If you need a brush-up, here’s a list of 97 manners:
Everyday Manners
- Say “please” and “thank you.” It’s amazing how these simple words can make a difference in how you come across to others.
- Greet people politely when you enter their home, and be sure to say “goodbye” and “thank you” before you leave.
- Wait your turn before you speak — don’t interrupt or talk over someone.
- When you’re introduced to someone new, shake their hand and say, “It’s nice to meet you.” When you leave, say, “It was a pleasure meeting you.”
- Apologize if you accidentally bump into someone.
- When you receive a gift from someone, write a thank you note or give them a call to thank them.
- If you need someone’s attention or need them to move out of your way, say “Excuse me,” rather than pushing past them.
- Clean up after yourself, especially if you are in another person’s home.
- When you are indoors, use an indoor voice. Be aware of how loud you are speaking.

● **YOUR GOAL**: Transcribe the part of the manners list that begins at the words "- When you’re" and ends after the words "pushing past them.". The material that follows was drawn from a separate source.

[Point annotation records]
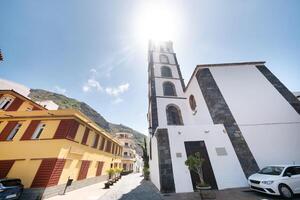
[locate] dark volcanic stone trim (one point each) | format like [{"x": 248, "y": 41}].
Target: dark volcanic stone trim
[
  {"x": 179, "y": 72},
  {"x": 166, "y": 176},
  {"x": 221, "y": 114},
  {"x": 152, "y": 98},
  {"x": 288, "y": 95}
]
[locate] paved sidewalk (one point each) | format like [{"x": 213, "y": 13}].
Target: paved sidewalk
[
  {"x": 91, "y": 192},
  {"x": 130, "y": 187}
]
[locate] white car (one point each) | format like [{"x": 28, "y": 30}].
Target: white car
[{"x": 281, "y": 180}]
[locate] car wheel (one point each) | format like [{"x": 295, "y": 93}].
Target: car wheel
[{"x": 285, "y": 191}]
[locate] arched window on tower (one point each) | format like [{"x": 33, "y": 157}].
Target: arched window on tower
[
  {"x": 163, "y": 58},
  {"x": 166, "y": 71},
  {"x": 173, "y": 115},
  {"x": 169, "y": 89},
  {"x": 192, "y": 102}
]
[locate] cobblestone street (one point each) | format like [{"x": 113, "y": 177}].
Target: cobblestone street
[{"x": 130, "y": 187}]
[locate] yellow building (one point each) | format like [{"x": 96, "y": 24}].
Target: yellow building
[
  {"x": 46, "y": 147},
  {"x": 129, "y": 154}
]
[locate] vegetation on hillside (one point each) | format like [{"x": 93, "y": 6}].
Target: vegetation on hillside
[{"x": 66, "y": 102}]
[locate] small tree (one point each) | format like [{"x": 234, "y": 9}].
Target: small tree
[
  {"x": 110, "y": 173},
  {"x": 118, "y": 171},
  {"x": 145, "y": 154},
  {"x": 195, "y": 163}
]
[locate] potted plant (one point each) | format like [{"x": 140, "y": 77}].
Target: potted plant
[
  {"x": 195, "y": 163},
  {"x": 146, "y": 173},
  {"x": 110, "y": 173},
  {"x": 118, "y": 172}
]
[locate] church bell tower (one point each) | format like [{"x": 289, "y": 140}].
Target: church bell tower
[{"x": 165, "y": 84}]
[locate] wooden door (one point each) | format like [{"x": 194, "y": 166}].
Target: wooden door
[{"x": 208, "y": 174}]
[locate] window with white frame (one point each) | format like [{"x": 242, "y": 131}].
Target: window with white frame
[
  {"x": 38, "y": 131},
  {"x": 163, "y": 58},
  {"x": 29, "y": 108},
  {"x": 14, "y": 131},
  {"x": 5, "y": 102}
]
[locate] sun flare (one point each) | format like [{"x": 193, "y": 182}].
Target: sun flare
[{"x": 156, "y": 22}]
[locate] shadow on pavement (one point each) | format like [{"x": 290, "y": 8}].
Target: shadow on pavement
[{"x": 145, "y": 191}]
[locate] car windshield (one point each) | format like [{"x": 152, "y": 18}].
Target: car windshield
[{"x": 271, "y": 170}]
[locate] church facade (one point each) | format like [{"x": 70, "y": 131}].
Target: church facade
[{"x": 239, "y": 116}]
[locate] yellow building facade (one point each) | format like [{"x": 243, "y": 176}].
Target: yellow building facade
[{"x": 45, "y": 148}]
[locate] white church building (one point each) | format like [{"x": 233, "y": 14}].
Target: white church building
[{"x": 239, "y": 116}]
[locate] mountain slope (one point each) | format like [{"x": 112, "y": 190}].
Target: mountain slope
[{"x": 66, "y": 102}]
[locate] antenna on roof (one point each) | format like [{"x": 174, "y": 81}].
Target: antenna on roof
[{"x": 1, "y": 57}]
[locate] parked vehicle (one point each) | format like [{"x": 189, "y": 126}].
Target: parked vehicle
[
  {"x": 281, "y": 180},
  {"x": 10, "y": 188}
]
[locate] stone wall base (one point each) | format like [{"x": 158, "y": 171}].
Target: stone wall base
[{"x": 42, "y": 193}]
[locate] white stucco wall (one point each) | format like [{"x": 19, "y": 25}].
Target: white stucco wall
[
  {"x": 273, "y": 143},
  {"x": 169, "y": 55},
  {"x": 9, "y": 85},
  {"x": 157, "y": 70},
  {"x": 153, "y": 163},
  {"x": 202, "y": 115},
  {"x": 251, "y": 98},
  {"x": 159, "y": 86},
  {"x": 227, "y": 170},
  {"x": 50, "y": 105},
  {"x": 162, "y": 104}
]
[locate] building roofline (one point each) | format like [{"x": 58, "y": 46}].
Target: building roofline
[
  {"x": 57, "y": 114},
  {"x": 235, "y": 63},
  {"x": 222, "y": 65},
  {"x": 23, "y": 97}
]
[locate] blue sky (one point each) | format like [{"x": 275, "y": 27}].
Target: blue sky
[{"x": 91, "y": 51}]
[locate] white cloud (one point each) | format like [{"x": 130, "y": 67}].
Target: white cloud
[
  {"x": 91, "y": 84},
  {"x": 60, "y": 89},
  {"x": 116, "y": 91},
  {"x": 117, "y": 101}
]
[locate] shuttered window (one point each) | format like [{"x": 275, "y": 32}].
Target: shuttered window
[
  {"x": 99, "y": 168},
  {"x": 7, "y": 130},
  {"x": 85, "y": 164},
  {"x": 102, "y": 144},
  {"x": 108, "y": 146},
  {"x": 85, "y": 136},
  {"x": 30, "y": 130},
  {"x": 15, "y": 105},
  {"x": 67, "y": 128},
  {"x": 5, "y": 166},
  {"x": 48, "y": 173},
  {"x": 96, "y": 141}
]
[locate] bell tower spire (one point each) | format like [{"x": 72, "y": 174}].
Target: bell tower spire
[{"x": 165, "y": 82}]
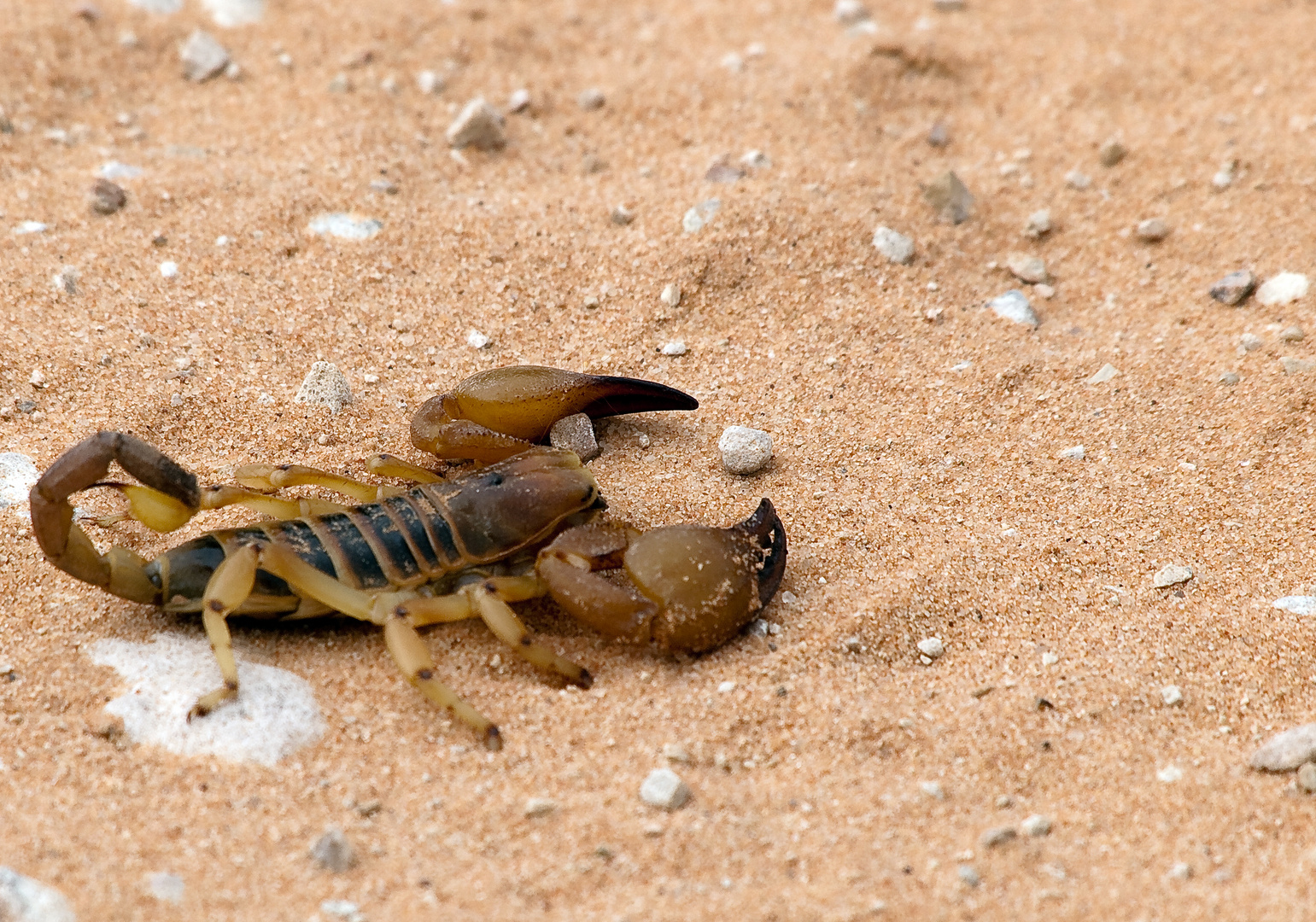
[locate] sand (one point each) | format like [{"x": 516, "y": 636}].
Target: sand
[{"x": 917, "y": 449}]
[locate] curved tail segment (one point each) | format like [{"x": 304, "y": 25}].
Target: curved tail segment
[{"x": 498, "y": 413}]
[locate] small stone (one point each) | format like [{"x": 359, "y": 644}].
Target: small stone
[
  {"x": 664, "y": 788},
  {"x": 997, "y": 837},
  {"x": 1104, "y": 374},
  {"x": 333, "y": 853},
  {"x": 1014, "y": 306},
  {"x": 1287, "y": 750},
  {"x": 1038, "y": 224},
  {"x": 576, "y": 433},
  {"x": 203, "y": 57},
  {"x": 518, "y": 102},
  {"x": 1282, "y": 289},
  {"x": 107, "y": 197},
  {"x": 540, "y": 807},
  {"x": 1036, "y": 825},
  {"x": 849, "y": 12},
  {"x": 430, "y": 82},
  {"x": 745, "y": 450},
  {"x": 949, "y": 197},
  {"x": 166, "y": 887},
  {"x": 1028, "y": 269},
  {"x": 478, "y": 125},
  {"x": 591, "y": 99},
  {"x": 1172, "y": 574},
  {"x": 1235, "y": 287},
  {"x": 1077, "y": 180},
  {"x": 892, "y": 245},
  {"x": 1152, "y": 230},
  {"x": 66, "y": 279},
  {"x": 324, "y": 386},
  {"x": 1111, "y": 153}
]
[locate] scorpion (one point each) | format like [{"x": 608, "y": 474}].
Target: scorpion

● **RESULT OF THE EXERCISE**:
- When you’re introduced to someone new, shake their hand and say, “It’s nice to meet you.” When you leave, say, “It was a pleasure meeting you.”
- Apologize if you accidentally bump into someone.
- When you receive a gift from someone, write a thank you note or give them a call to thank them.
- If you need someone’s attention or need them to move out of your way, say “Excuse me,” rather than pushing past them.